■ **TEXT**:
--

This plan outlines a significant upgrade to transform the EEG Dipole Demo from a single-dipole educational tool into a research-grade forward modeling platform. The upgrade introduces:
- Blob Mode - Active region modeling with collective controls
- 3D Positioning - Full nasion-inion axis placement
- Time Series Drive - User-uploaded amplitude modulation
- Data Export - 10/20 electrode voltage time series output
- Single HTML file (~2.4MB, mostly base64-encoded coronal brain image)
- Coronal plane constraint - Dipoles fixed at y=0
- Point dipole model - V ∝ (p · R) / |R|³
- 19 electrodes - Standard 10-20 montage (Fp1, Fp2, F3, F4, F7, F8, Fz, T3, T4, C3, C4, Cz, T5, T6, P3, P4, Pz, O1, O2, Oz)
- Two views - Coronal slice (x-z) + topographic map (x-y projected)
- Real-time rendering - requestAnimationFrame loop
+z (superior/dorsal)
|
| +y (anterior/nasion)
| /
| /
| /
+---------- +x (right)
Current: dipoles at y=0 (coronal plane)
Proposed: full y-axis movement (-1 to +1)
Concept: Instead of placing individual point dipoles, users create a "blob" representing an active cortical patch. The blob contains multiple dipoles with coherent orientation.

--

■ **RECORDS**:
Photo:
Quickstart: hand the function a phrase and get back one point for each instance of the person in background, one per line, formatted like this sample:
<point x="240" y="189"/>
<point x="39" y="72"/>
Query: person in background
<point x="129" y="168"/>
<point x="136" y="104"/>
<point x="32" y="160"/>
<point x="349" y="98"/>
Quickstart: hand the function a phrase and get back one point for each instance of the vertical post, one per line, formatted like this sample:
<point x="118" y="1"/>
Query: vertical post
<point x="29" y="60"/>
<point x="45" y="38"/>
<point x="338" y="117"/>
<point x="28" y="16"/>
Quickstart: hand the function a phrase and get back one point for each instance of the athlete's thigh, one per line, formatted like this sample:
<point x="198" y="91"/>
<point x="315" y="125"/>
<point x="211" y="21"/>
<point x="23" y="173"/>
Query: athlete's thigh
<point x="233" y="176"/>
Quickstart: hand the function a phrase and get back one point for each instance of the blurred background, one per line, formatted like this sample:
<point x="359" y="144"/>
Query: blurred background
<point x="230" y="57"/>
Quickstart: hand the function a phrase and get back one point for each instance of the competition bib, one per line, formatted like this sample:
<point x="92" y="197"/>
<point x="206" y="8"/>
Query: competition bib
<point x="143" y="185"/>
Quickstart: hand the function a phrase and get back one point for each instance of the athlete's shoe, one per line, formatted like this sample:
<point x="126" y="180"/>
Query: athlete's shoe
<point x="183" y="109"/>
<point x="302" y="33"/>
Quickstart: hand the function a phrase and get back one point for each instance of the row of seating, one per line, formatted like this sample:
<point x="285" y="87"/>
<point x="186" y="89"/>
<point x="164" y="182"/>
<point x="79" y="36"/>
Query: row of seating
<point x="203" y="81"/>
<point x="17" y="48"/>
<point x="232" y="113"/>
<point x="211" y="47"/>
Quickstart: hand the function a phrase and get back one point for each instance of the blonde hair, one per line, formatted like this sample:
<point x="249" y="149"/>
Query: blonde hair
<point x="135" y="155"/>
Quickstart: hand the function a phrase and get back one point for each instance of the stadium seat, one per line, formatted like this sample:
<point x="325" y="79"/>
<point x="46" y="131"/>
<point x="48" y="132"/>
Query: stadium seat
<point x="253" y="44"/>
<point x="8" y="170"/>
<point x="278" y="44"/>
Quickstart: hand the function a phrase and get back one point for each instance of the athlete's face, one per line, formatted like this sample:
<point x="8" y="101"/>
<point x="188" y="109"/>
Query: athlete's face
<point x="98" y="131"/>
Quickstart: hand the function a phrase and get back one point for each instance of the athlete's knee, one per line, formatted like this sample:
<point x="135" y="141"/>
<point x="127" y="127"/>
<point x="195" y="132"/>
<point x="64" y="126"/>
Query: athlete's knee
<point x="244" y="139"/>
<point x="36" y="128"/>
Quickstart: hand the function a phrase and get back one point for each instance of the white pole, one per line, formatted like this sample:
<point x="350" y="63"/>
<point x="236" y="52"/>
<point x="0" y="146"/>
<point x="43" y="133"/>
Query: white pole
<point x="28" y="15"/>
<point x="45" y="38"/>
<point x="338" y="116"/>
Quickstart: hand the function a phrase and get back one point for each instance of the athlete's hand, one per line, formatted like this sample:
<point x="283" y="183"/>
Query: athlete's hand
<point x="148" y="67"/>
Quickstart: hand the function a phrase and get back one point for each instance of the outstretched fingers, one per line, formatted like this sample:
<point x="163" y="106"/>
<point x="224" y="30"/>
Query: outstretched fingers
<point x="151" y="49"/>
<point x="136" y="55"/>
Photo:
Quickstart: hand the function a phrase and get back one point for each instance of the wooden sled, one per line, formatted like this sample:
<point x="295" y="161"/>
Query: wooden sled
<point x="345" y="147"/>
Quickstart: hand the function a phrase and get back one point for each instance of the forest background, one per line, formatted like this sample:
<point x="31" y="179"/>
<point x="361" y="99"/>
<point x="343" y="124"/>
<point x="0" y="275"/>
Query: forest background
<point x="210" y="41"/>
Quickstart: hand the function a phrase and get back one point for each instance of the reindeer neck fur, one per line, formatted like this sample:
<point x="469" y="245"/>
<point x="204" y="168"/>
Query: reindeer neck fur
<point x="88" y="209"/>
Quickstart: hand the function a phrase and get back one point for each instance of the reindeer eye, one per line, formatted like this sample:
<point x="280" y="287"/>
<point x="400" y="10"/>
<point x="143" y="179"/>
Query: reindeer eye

--

■ **REQUIRED WORK**:
A. In the EEG dipole demo upgrade plan, what takes up most of the roughly 2.4MB single HTML file?
B. For each statement, say whether it agrees with the EEG dipole demo upgrade plan. Give yes or no and quote the deciding words from the plan.
(i) In the current demo, dipoles are held at y=0.
(ii) The proposed y-axis movement spans -1 to +1.
(iii) The dipoles inside a blob each point in an independent direction.
C. Continue the EEG dipole demo upgrade plan from the point where it stops.

■ **PER-TASK ANSWERS**:
A. A base64-encoded coronal brain image.

B.
(i) Yes: "Dipoles fixed at y=0"
(ii) Yes: "full y-axis movement (-1 to +1)"
(iii) No: "The blob contains multiple dipoles with coherent orientation."

C.
Implementation Options:
| Option | Description | Pros | Cons |
|---|---|---|---|
| A. Gaussian Cluster | 3D Gaussian distribution of dipole density | Biologically plausible, smooth falloff | Computationally heavier |
| B. Uniform Sphere | Uniform dipole density within spherical region | Simple, fast | Sharp boundary unrealistic |
| C. Surface Patch | Dipoles constrained to brain surface | Most realistic | Requires surface mesh |
Recommended: Option A (Gaussian Cluster) - Good balance of realism and simplicity.
Blob Properties:
- Position (x, y, z) - center of mass
- Radius - σ parameter of Gaussian
- Orientation (θ, φ) - direction of all dipoles in blob
- Strength - total dipole moment magnitude
- Dipole count - sampling density (affects accuracy vs. performance)
Complexity: MEDIUM
- New data structure for blobs
- Collective potential computation (sum N dipole contributions)
- UI for blob radius, orientation dial
- Visual representation (ellipsoid/cloud)
UI Changes:
Mode: [Single Dipole ↔ Blob Region] toggle
Blob Controls:
├── Radius slider: 0.05 - 0.3 (brain units)
├── Orientation dial: 0° - 360° (circular control)
├── Tilt slider: 0° - 90° (radial vs tangential)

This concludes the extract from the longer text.